▸ Exercise objective: Retype the whole listing below, character for character.
BEGIN Data for the task
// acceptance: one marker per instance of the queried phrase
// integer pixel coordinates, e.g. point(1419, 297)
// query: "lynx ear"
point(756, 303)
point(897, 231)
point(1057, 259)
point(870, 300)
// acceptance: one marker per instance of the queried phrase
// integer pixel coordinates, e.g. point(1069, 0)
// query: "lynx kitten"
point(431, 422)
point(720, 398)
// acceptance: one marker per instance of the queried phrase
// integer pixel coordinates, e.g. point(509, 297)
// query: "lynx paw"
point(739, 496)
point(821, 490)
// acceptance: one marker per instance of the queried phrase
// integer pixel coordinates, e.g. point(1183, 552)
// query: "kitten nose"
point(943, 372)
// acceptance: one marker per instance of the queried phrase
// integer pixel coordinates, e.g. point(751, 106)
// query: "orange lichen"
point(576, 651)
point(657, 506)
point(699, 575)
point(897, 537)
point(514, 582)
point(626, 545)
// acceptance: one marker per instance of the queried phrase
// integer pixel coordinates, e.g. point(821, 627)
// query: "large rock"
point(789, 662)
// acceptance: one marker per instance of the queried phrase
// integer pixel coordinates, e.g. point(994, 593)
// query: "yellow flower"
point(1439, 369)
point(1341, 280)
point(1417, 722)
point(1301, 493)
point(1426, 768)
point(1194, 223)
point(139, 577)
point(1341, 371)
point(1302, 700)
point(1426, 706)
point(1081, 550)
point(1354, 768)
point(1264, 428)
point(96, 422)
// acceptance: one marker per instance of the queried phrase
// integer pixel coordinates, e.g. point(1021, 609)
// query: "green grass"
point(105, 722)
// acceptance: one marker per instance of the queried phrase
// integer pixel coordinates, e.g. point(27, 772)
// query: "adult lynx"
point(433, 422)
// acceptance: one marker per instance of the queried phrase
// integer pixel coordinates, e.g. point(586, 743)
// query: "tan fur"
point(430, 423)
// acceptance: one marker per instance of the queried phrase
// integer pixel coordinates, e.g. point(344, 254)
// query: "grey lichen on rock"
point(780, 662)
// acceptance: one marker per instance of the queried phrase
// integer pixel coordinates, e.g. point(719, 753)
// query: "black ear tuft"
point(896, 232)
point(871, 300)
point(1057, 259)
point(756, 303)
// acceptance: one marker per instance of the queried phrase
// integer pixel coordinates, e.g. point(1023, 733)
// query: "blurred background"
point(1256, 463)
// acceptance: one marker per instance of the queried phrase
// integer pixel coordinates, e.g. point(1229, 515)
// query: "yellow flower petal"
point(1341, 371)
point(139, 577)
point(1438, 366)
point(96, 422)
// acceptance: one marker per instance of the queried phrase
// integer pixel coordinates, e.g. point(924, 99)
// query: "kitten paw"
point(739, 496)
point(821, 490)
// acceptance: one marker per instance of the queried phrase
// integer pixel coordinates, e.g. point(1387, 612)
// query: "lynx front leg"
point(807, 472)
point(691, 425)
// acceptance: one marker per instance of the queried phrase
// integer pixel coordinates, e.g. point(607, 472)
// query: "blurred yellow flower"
END Data for the task
▸ Result of this exercise:
// acceptance: one marker per instance of the queried phrase
// integer pixel coordinates, e.g. point(1419, 297)
// query: "lynx ear"
point(756, 303)
point(897, 231)
point(1057, 259)
point(870, 300)
// acceptance: one marker per instance of the queried phrase
// integer pixel coordinates, e.g. point(1069, 0)
// query: "lynx kitten"
point(431, 422)
point(720, 398)
// acceptance: one marker per instance of the queried phrase
// integer pixel coordinates, e.g. point(509, 297)
// query: "lynx paw"
point(739, 496)
point(821, 490)
// acceptance: one marker per instance of the queried phrase
// integer pixel coordinates, e.g. point(1183, 552)
// query: "kitten nose"
point(943, 372)
// acceptance: one marker per instance of the queried phrase
// integer pixel coordinates, e.g. point(751, 106)
// query: "orange lichen"
point(576, 651)
point(657, 506)
point(699, 575)
point(897, 537)
point(514, 582)
point(626, 545)
// acceptance: one marker per instance of the queried phrase
// integer pixel coordinates, e.g. point(821, 627)
// query: "large rock"
point(789, 662)
// acceptance: one marker per instance of the queried phrase
// integer pixel coordinates, e.g. point(994, 593)
// query: "yellow flower"
point(1439, 369)
point(1341, 280)
point(1417, 722)
point(1301, 493)
point(1426, 768)
point(1194, 223)
point(139, 577)
point(1341, 371)
point(1302, 700)
point(1426, 706)
point(1081, 550)
point(1354, 768)
point(1264, 428)
point(96, 422)
// acceptance: one marker per instance of the queried phrase
// integer pixel coordinates, e.g. point(1021, 609)
// query: "green grass"
point(105, 722)
// acceptance: one marker per instance of the queried phrase
// integer pixel coordinates, e.g. point(27, 772)
// query: "adult lynx"
point(433, 422)
// acceptance: one marker per instance of the queried phrase
// integer pixel coordinates, e.g. point(586, 743)
// query: "tan fur"
point(430, 423)
// acceptance: one marker per instance of the queried phrase
// integer pixel coordinates, e.g. point(344, 254)
// query: "grey lichen on rock"
point(780, 662)
// acceptance: one marker per instance of the queried phrase
// integer pixel coordinates, e.g. point(719, 753)
// query: "black ear tuft"
point(896, 232)
point(871, 300)
point(1057, 259)
point(756, 303)
// acceptance: one marker per instance of the queried phrase
// integer pixel coordinates, e.g. point(1023, 733)
// query: "blurred background"
point(1256, 463)
// acceptance: one marker per instance of the queried phrase
// integer pixel coordinates, e.g. point(1229, 515)
// query: "yellow flower petal"
point(1341, 371)
point(139, 577)
point(1438, 366)
point(96, 422)
// acceptance: one marker per instance of the queried phrase
// integer pixel coordinates, e.g. point(924, 99)
// query: "kitten paw"
point(739, 496)
point(821, 490)
// acceptance: one marker per instance of the queried phrase
// integer pixel coordinates, e.g. point(1387, 612)
// query: "lynx front leg"
point(807, 472)
point(691, 425)
// acceptance: one marker per instance of the queried phrase
// integer pixel coordinates, e.g. point(607, 472)
// query: "blurred yellow flower"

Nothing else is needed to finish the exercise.